> **Stated exercise**
Reproduce every item below word for word, leaving out the pictures.

> **Records supplied**
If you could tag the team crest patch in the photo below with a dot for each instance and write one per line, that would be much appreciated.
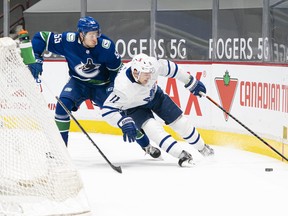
(106, 43)
(70, 37)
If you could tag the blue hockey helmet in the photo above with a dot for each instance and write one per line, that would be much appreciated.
(87, 24)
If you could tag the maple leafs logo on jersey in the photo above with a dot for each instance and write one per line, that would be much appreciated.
(88, 70)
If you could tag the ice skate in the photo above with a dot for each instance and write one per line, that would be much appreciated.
(152, 151)
(207, 151)
(185, 159)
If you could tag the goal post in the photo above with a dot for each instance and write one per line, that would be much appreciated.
(37, 176)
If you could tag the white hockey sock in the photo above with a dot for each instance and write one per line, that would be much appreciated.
(155, 131)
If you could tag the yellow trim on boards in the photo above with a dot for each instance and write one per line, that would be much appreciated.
(240, 141)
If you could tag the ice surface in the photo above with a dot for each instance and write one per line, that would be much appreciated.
(232, 183)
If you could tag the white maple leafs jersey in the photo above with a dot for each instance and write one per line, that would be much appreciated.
(127, 93)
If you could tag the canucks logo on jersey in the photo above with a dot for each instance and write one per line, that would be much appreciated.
(88, 70)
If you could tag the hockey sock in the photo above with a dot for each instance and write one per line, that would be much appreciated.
(62, 119)
(142, 139)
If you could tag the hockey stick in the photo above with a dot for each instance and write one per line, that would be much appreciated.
(248, 129)
(117, 168)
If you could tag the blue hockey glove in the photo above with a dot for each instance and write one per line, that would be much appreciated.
(109, 88)
(128, 128)
(36, 68)
(195, 86)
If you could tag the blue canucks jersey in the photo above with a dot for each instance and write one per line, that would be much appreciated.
(98, 65)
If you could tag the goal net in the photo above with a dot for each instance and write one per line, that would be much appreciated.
(37, 176)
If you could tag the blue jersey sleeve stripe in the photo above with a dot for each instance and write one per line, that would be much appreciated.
(169, 68)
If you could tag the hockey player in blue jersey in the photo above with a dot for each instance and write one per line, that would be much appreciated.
(136, 96)
(93, 64)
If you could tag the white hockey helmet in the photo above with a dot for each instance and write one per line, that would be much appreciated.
(142, 63)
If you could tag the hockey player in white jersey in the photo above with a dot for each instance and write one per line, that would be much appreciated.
(136, 96)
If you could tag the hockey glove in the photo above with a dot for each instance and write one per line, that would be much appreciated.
(128, 128)
(195, 86)
(36, 68)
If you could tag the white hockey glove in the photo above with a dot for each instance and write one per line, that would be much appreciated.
(128, 128)
(195, 86)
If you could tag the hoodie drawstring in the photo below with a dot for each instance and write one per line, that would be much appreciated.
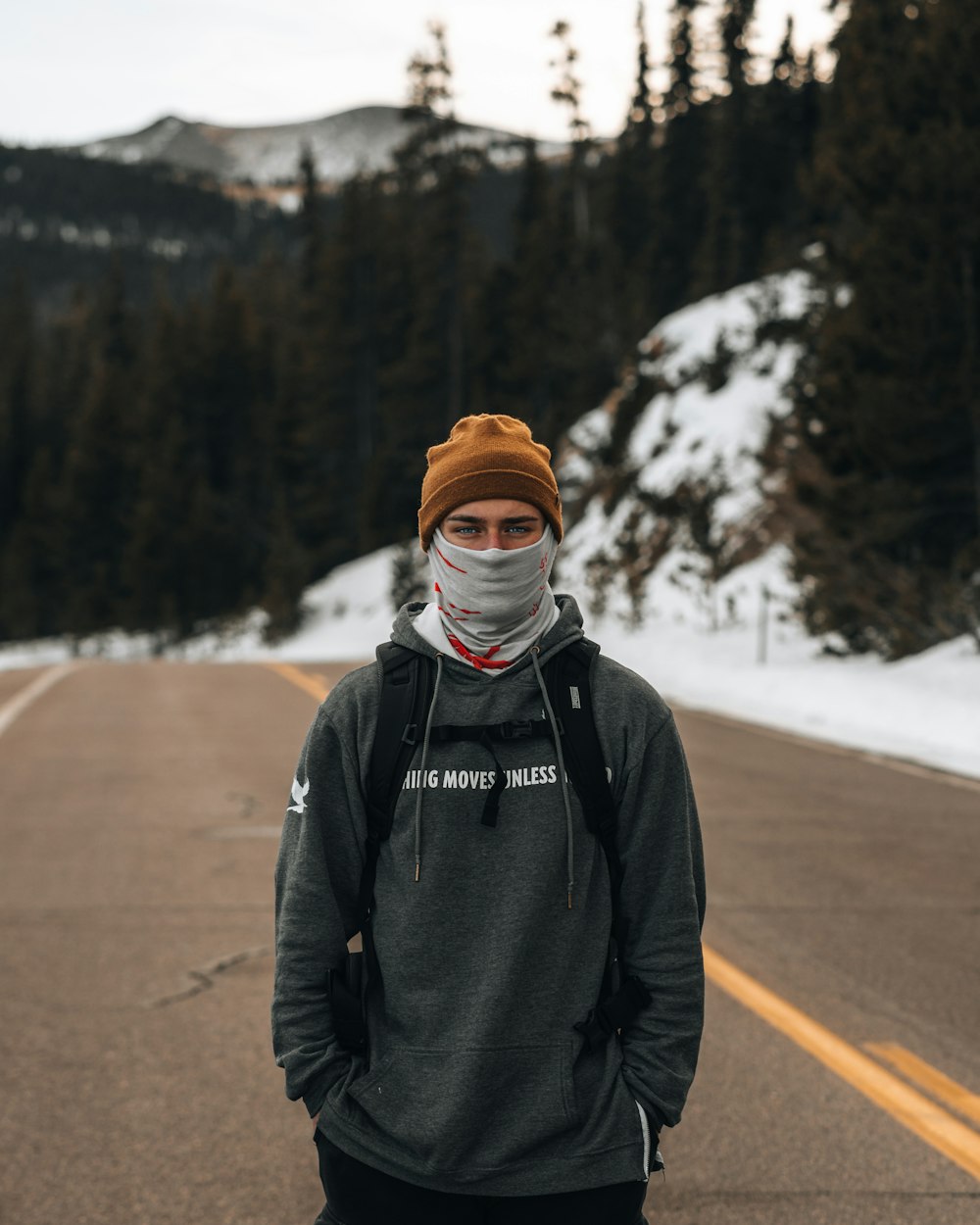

> **Response to the task**
If you could tag the team crest patch in the photo below with a dot for each instance and write one per line, that would be much appreciated.
(106, 43)
(70, 37)
If you could tag the blue hockey helmet in the photo above with a dot for each instance and write one per line, that would be much appreciated.
(87, 24)
If you could tag the maple leafs logo on jersey in the photo above with a dot for each instance and write one per line, that would be much appreciated.
(88, 70)
If you could tag the ice skate in the photo above with a dot for each instance and write one per line, that would be much appreciated.
(152, 151)
(207, 151)
(185, 159)
If you could tag the goal post in the photo above with a dot for each instance and write one per line, that would be much appreciated.
(37, 176)
If you could tag the white hockey sock in the photo above with a dot for each instance and write one per line, that would be much appreciated.
(155, 131)
If you could tag the yellow trim on boards in the photo above with a dot for each instance and write one per line, that would be much appreciated.
(240, 141)
If you could tag the ice surface in the photo above with a dot for each instance and write one per line, that would be much appreciated.
(232, 183)
If you could tag the white maple leafs jersey in the photo above with a dot for each instance and write one per line, that would be much appreciated.
(127, 93)
If you could tag the canucks logo on jersey in the photo above with a dot for each instance and write one per line, that would be much appreciated.
(88, 70)
If you could tag the hockey sock in the photo above with a dot for each instance and write one per line, that would be much appreciated.
(62, 119)
(142, 139)
If you could tag the hockey stick in the photo above with a dot for each instance and write one per line, that would be much appreciated.
(248, 129)
(117, 168)
If you could tag the blue hockey glove in the photo above with a dot for each instance and write one per line, that would be much appreciated.
(109, 88)
(128, 128)
(36, 68)
(195, 86)
If you could tag the blue canucks jersey in the photo above with a dot for each instance and write one per line, that would be much appreciated.
(98, 65)
If you could tag the goal net in the photo above with a dot for each instance and write one per line, that would be much appreciated.
(37, 176)
If you could tag the blue jersey sleeve stripe in the photo above with a dot for each instance and write one per line, that would be much appreciated.
(169, 68)
If you could tag the hockey player in blue jersey in the photo above with a dot for each instance and write one per line, that would be much appreciated.
(136, 96)
(93, 64)
If you could tag the white hockey helmet in the photo above with a dot for each instance and write one per line, that would be much appreciated.
(142, 63)
If you could tag the hockey player in white jersey in the photo above with a dot for each instance and write one per line, that would be much appreciated.
(136, 96)
If you could tag the hockey glove in the photo above with a dot for each instance and write one per line, that would be much appreciated.
(128, 128)
(195, 86)
(36, 68)
If you could tag the white hockey glove in the photo above with a dot for each instance and write one per line, that would be much appreciated.
(128, 128)
(195, 86)
If you could tag the hoodie drawstring in the photo below with a dot for each instance and write one per line, that would be much appreciated.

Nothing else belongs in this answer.